All of the data below should be returned exactly.

BEGIN MATERIAL TO PROCESS

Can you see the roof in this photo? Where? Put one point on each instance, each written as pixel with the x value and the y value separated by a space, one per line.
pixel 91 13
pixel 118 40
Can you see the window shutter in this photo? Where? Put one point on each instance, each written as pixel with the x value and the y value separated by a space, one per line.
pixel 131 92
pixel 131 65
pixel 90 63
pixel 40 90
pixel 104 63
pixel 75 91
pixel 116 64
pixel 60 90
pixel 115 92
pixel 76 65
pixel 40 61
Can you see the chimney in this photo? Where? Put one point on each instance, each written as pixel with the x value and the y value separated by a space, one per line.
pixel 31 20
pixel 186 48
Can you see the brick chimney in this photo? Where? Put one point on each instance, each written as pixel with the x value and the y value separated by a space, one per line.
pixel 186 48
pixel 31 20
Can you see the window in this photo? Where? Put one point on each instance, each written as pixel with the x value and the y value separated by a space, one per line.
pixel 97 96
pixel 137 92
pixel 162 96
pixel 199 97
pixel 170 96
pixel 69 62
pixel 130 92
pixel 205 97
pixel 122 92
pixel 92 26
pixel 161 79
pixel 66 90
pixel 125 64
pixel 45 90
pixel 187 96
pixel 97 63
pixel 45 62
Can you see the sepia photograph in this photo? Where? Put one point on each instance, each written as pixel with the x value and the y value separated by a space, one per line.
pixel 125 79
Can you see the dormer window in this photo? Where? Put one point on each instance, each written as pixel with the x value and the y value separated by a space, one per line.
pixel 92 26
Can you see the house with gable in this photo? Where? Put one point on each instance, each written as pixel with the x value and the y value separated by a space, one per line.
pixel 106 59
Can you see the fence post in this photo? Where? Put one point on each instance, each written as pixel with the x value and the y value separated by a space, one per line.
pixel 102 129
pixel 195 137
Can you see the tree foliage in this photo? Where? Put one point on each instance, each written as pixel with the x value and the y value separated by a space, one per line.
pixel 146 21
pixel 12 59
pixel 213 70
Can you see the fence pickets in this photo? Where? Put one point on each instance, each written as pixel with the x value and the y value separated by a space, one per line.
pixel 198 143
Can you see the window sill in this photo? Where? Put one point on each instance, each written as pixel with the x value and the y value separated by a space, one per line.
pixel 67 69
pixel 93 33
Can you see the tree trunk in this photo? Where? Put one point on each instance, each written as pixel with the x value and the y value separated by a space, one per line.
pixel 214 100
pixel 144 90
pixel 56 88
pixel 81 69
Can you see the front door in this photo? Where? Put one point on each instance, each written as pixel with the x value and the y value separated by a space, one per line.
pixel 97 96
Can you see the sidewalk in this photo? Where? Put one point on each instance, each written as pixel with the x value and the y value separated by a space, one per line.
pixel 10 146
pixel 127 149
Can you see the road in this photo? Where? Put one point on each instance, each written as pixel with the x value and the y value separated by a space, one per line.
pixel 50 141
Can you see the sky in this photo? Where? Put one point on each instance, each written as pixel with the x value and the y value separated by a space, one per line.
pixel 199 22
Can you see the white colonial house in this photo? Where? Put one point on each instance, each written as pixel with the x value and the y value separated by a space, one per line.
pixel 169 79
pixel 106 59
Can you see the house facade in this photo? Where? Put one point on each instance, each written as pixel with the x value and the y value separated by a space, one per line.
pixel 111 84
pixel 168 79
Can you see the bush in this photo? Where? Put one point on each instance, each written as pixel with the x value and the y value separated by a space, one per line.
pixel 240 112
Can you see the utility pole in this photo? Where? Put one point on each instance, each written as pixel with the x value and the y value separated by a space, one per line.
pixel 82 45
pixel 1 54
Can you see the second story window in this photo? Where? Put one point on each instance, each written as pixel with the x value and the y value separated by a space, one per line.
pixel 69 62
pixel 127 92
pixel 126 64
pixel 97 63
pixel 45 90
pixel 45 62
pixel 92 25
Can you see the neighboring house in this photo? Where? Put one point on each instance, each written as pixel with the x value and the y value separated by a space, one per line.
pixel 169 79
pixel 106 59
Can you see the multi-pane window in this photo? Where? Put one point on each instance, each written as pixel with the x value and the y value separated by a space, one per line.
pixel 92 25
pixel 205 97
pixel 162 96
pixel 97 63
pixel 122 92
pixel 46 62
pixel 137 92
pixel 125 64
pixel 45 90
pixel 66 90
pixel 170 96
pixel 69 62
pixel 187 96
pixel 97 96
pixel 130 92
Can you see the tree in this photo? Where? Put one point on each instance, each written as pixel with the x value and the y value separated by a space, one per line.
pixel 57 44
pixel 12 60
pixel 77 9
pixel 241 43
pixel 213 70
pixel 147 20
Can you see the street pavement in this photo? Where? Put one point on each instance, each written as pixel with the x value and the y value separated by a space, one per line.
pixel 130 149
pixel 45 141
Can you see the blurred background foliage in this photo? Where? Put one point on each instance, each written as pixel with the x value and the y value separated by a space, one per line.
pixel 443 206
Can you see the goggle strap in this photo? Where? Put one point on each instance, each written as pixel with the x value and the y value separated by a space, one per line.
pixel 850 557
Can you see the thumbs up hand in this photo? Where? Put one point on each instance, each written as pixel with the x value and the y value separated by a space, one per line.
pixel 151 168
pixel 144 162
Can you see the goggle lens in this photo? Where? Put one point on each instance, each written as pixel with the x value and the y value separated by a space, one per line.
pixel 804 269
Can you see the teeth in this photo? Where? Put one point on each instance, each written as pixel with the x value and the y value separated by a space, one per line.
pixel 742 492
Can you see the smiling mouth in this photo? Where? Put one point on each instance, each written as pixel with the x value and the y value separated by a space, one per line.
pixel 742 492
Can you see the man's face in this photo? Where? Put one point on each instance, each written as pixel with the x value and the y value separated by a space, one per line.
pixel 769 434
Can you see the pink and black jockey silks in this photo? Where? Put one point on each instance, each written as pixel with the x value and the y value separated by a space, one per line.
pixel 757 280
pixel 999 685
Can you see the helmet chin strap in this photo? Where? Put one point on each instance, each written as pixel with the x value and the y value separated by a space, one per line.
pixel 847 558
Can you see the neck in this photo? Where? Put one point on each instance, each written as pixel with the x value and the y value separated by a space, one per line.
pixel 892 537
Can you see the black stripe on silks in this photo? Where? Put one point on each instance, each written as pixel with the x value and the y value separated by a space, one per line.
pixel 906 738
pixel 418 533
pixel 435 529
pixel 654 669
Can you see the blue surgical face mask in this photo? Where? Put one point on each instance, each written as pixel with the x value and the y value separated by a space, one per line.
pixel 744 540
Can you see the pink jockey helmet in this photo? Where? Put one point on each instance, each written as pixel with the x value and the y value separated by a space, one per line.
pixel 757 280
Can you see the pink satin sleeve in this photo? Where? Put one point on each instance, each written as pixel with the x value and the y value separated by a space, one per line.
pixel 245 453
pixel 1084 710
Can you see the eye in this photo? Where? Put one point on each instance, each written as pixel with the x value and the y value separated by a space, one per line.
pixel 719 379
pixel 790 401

END MATERIAL TO PROCESS

* **RESPONSE TO THIS TASK**
Can you see the roof in this photo? Where? Put one point on each instance, each written as pixel with the x value and the y value separated by a space, one per line.
pixel 91 13
pixel 118 40
Can you see the window shutter in this photo? Where? Put one point on each instance, each written as pixel with the x value and the y value separated by a space, one per line.
pixel 131 92
pixel 131 65
pixel 90 63
pixel 40 90
pixel 104 63
pixel 75 91
pixel 116 64
pixel 60 90
pixel 115 92
pixel 76 65
pixel 40 61
Can you see the chimney in this photo? Where? Put one point on each instance, each written as pixel with the x value and the y value separated by a space, one per line.
pixel 31 20
pixel 186 48
Can you see the brick chimney in this photo? Where? Put one point on each instance, each written as pixel with the x value and the y value separated by a space, one per line.
pixel 186 48
pixel 31 20
Can you see the window in this photo? Where? Put one point on each instance, each written as pixel with the x value and the y value separated by a space, one per line.
pixel 97 96
pixel 137 92
pixel 162 96
pixel 199 97
pixel 170 96
pixel 69 62
pixel 130 92
pixel 205 97
pixel 122 92
pixel 92 26
pixel 161 79
pixel 66 90
pixel 125 64
pixel 45 90
pixel 187 96
pixel 97 63
pixel 45 62
Can you see the sepia photograph in this photo? Where? Put one point on each instance, each written as pixel with the x value and the y value separated by a space, one per line.
pixel 125 79
Can you see the dormer window in this photo? Where? Put one point on each instance, each written as pixel with the x value and the y value separated by a space, one per line.
pixel 92 26
Can you see the house with gable in this photo? Where? Put one point on each instance, each written as pixel with the x value and the y value separated by a space, one per line.
pixel 106 59
Can you see the fence post in this photo? Where? Put one point on each instance, each written as pixel with the x value and the y value separated by a space, one per line.
pixel 102 129
pixel 195 137
Can you see the tree foliage in this photo? Where? Put one point on each instance, each written as pixel with the x value and the y value separated by a space, one per line.
pixel 146 21
pixel 12 59
pixel 213 70
Can you see the fence pickets in this photo? Where? Put one point on each instance, each written as pixel with the x value and the y value separated by a space, one per line.
pixel 198 143
Can you see the window sill in this photo? Where? Put one point on each instance, each written as pixel with the x value and the y value separated by a space, one per line.
pixel 67 69
pixel 93 33
Can you see the tree trunk in this photo? Where? Put one point on each instance, each written as pixel with the x value and the y value separated by a space, one per line.
pixel 214 100
pixel 144 90
pixel 56 88
pixel 81 69
Can you see the front door in this photo? Where? Put one point on each instance, each written as pixel with the x value and the y value separated by a space, one per line.
pixel 97 96
Can you see the sidewalk in this photo? Where? Put one point on each instance, each written as pixel with the x value and the y value separated by a space, one per line.
pixel 10 146
pixel 127 149
Can you see the road in this photo? Where? Put one point on each instance, each written as pixel with the x value and the y value separated by a space, one per line.
pixel 50 141
Can you see the sky in this photo? Where? Put one point on each instance, each written as pixel with the x value and the y value separated by a space, one per line.
pixel 199 22
Can you see the white colonial house in this photo? Where? Put one point on each instance, each written as pixel with the x value and the y value separated by a space, one per line.
pixel 169 79
pixel 106 59
Can you see the house facade in this photo? Where? Put one point on each instance, each written as pixel with the x value and the y value separated by a space, one per line.
pixel 111 84
pixel 168 79
Can you see the bush in this photo? Where? Put one point on each instance, each written as pixel with the x value and the y value separated by a space, one per line.
pixel 240 112
Can you see the utility pole in this photo? Where? Put one point on each instance, each written as pixel with the x value and the y value separated by a space, one per line.
pixel 82 45
pixel 1 54
Can you see the second story window in this photo? Where? Put one point on each instance, each written as pixel with the x value and the y value separated by a space, one per line.
pixel 69 62
pixel 127 92
pixel 126 64
pixel 97 63
pixel 45 90
pixel 45 62
pixel 92 25
Can you see the neighboring house in this photo? Where? Put one point on each instance, each written as pixel with the x value and the y value separated by a space, one per line.
pixel 169 79
pixel 106 59
Can you see the multi-pane window in this photo? Where? Put one point on each instance, each written as pixel with the x value and the y value separated by a space, one per line.
pixel 92 25
pixel 205 97
pixel 162 96
pixel 97 63
pixel 122 92
pixel 46 62
pixel 137 92
pixel 125 64
pixel 45 90
pixel 66 90
pixel 170 96
pixel 69 62
pixel 187 96
pixel 97 96
pixel 130 92
Can you see the tree in this photo? Where? Put one point on each instance, each written as pixel with the x value and the y value separated by a space, one per line.
pixel 57 44
pixel 12 60
pixel 77 9
pixel 241 43
pixel 213 70
pixel 147 20
Can you see the street pavement in this photo? Where? Put one point on each instance, each written as pixel with the x value and the y value separated by a space, one per line.
pixel 130 149
pixel 45 141
Can you see the blurred background foliage in this photo? Where? Put one point on each instance, each written as pixel with the x value and the y value separated by a space, one per line.
pixel 443 206
Can you see the goggle strap in this photo? Where? Put one point on each instance, each written as pixel with the x value and the y value separated by a space, one per line.
pixel 850 557
Can you see the thumbs up hand in this photo? Where? Put one point on each instance, each written as pixel with the x value and the y value separated by a space, one per line.
pixel 151 168
pixel 144 162
Can you see the goggle lens in this photo? Where? Put one point on each instance, each written as pixel with the x value and the y value separated by a space, one per line.
pixel 804 269
Can you see the teeth in this photo? Where? Put one point on each instance, each written as pixel with the x value and the y value separated by a space, one per line.
pixel 742 492
Can you see the smiling mouth in this photo? Where? Put one point on each instance, each written as pixel with the x value and the y value separated by a space, one per line.
pixel 742 492
Can you see the man's face in this photo? Where? Put one point on each instance, each written as pixel with the x value and the y value separated by a space, one per line.
pixel 769 434
Can you see the pink and black jockey silks in this photo? Where? Put one point on each instance, each written as pixel with the x value and the y value separated by a space, one per line.
pixel 757 280
pixel 999 685
Can you see the helmet chin strap in this photo? Where? Put one point on each instance, each written as pixel with the x value and the y value separated by a space, one per line.
pixel 847 558
Can you see the neck in this photo? Where? Put one point on each instance, each written as pixel with the x value and the y value separated by a space, one per line.
pixel 892 537
Can you see the black stripe on silks in this photo? Where? Put one point on each instance, each written as pixel with the x value and the y value separated by a space, one per line.
pixel 906 738
pixel 418 533
pixel 435 529
pixel 654 669
Can you see the blue surgical face mask in this photo? Where? Put one point on each instance, each written as pixel with the x value and the y value separated by a space, one per line.
pixel 744 540
Can you see the pink jockey helmet in this photo? Where? Put one point on each instance, each written as pixel with the x value and the y value separated by a space, one per line.
pixel 757 280
Can you see the pink satin sleeve in this photo? Where? Put one point on each instance, each written as pixel with the x value and the y value separated by a space, one per line.
pixel 245 453
pixel 1084 710
Can you see the eye in this photo? Where? Put one point on each instance, each written as pixel with the x value and the y value separated by a space, one per line.
pixel 719 379
pixel 790 401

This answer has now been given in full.